--- Selected extract ---
Readings: System Design Interview

6 minute read

Title: System Design Interview

Author: Alex Xue

General Review

Chapter 2: Back-Of-The-Envelope Estimation

This chapter provides some useful data and metrics that could be used to make estimation for various aspect of a system

Chapter 5: Designing Consistent Hashing

Rehashing problem: most hashing function maps a key to an index using serverIndex = hash(key) % N. However, when value of N change due to the more servers (scale up) or some servers failing, the value of severIndex will change.

Solution: Ring hashing

  1. A hash function is used that provides a fixed range (ie SHA1: [0, 2^160 -1]).
  2. Form a ring from the start of the hash range to the end of the hash range
  3. Each server will be assigned a position in the ring.
  4. For each key, find the position on the hash ring and the assigned server will the first server in the counter clockwise direction


  • Adding or removing a server will not change the assigned server for unaffected keys.


  • Keys might not be evenly distributed which will cause some server to be overloaded
  • Removing adjacent servers could result in a large partition for a particular key.

Mitagtion: virtual nodes

  • Instead of having each node mapped to a single position in the ring, each nodes will be mapped to multiple nodes in the ring. This will result in smaller partition which would reduce the additional load on a single node when a node is removed.

Chapter 6: Design a Key-Value Store

CAP theorem: distributed key value must choose two of consistency, availability and partition tolerance.

  • Consistency: all clients see the same data at the same time
    • Strong consistency: any read operation returns a value corresponding to the result of the most updated write data item
    • Weak consistency: subsequent read operations may not see the most updated value.
    • Eventual consistency: given enough time, all updates are propagated and all replicas are consistent
  • Availability: any clients which request data gets a response even if some of the nodes are down
  • Partition Tolerance: a partition indicates a communication break down between two nodes. The node is still operational but only cannot communicate with other nodes.
  • Real world: consistency and availability does not exists as partition is a very real problem.

Master Salve (Naive):

  • One writer node that have multiple replicated reader node
  • Manages to achieve consistency and availability
    • If one reader node goes down, other reader node can take over. If master node goes down, the reader node will be promoted to the master.
    • As all data are propagated from the writer to reader, there will not be any inconsistent data.
      • (klement: How do you enforce linearizability? Reading data that has been written but not yet propagated)
  • Disadvantages (not partition tolerance):
    • When one of the reader node is partitioned, the it serves might become stale (write operations not propagated)
  • Consistency + Partition tolerance modification:
    • If a nodes becomes partitioned, the non-partitioned node must block all write operations
    • Prevents the data from the partitioned reader becoming stale (inconsistent)

--- Dataset excerpts ---
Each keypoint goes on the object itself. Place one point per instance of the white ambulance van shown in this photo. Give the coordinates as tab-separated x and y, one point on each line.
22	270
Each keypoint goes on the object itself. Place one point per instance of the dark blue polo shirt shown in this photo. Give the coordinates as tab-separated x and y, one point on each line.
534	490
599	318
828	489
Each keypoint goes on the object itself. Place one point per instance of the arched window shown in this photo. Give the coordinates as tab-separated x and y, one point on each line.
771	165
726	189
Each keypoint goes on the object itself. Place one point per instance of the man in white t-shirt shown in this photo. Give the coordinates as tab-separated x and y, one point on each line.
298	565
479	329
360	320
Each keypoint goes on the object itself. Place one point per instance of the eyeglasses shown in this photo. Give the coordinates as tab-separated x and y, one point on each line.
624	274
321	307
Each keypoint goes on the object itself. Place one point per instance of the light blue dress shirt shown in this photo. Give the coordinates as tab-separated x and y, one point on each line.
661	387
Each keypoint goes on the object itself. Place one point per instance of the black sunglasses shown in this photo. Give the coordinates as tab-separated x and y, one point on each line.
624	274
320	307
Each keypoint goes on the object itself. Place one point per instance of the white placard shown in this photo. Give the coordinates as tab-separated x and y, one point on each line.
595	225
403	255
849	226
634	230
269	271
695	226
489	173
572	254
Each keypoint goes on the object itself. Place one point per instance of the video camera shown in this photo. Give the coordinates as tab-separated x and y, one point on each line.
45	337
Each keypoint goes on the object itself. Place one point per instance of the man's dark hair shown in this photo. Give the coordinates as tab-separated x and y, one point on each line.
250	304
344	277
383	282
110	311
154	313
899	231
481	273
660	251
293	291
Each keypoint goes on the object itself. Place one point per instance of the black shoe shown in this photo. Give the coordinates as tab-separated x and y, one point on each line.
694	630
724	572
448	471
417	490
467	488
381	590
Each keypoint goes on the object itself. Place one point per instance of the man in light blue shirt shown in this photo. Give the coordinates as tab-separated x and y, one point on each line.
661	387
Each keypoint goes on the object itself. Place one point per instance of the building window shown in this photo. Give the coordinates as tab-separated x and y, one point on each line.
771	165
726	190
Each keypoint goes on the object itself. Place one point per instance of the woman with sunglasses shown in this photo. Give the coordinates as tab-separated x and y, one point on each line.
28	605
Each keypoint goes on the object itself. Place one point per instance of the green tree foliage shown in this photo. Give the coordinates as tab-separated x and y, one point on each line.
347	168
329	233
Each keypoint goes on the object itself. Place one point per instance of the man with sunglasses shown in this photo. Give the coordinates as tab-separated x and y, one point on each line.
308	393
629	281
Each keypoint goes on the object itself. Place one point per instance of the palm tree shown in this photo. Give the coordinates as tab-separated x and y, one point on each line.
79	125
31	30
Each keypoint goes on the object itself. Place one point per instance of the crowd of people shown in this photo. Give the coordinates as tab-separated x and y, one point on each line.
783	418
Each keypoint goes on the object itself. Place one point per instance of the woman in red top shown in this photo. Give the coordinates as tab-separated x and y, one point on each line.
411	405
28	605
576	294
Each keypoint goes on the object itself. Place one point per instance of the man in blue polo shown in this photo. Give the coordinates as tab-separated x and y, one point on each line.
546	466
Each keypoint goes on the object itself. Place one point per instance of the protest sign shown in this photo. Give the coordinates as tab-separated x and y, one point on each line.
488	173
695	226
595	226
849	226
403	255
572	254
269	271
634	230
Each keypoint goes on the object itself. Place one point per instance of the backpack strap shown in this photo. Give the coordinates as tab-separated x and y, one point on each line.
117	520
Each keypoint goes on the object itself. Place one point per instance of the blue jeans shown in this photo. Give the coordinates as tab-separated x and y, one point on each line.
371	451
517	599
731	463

--- Given task A ---
Name each type of consistency listed in the System Design Interview reading notes under the CAP theorem.
--- Given task B ---
Pick up the System Design Interview reading notes after their final line and continue them.

--- Answer A ---
- Strong consistency
- Weak consistency
- Eventual consistency

--- Answer B ---
    • Disadvantages: unavailable as all write operations are stopped when a node is down
  • Availability + Partition tolerance:
    • Continue to allow read and write operations to be excuted -> inconsistent data between non-partitioned and partitioned node
    • Eventually sync after the partitioned node is back

System Components

Data Partition: use consistent ring hash to partition data across multiple nodes with replication

Data Replication:

  • Essential for high availability: cannot have a single point of failure that could bring down the entire application
  • Solution: instead of storing the key in the first node in the clockwise direction of ring hash, store the key in the first N nodes in the clockwise direction of the ring hash.
  • Each key will have different set of replica nodes.
  • Due to virtual nodes, the first N nodes should be unique physical nodes.


  • Synchronizing data across replicas (not writer node)
    • (klement: Are all write operations to the nodes the same? Shouldn’t they all be from the same master writer node?)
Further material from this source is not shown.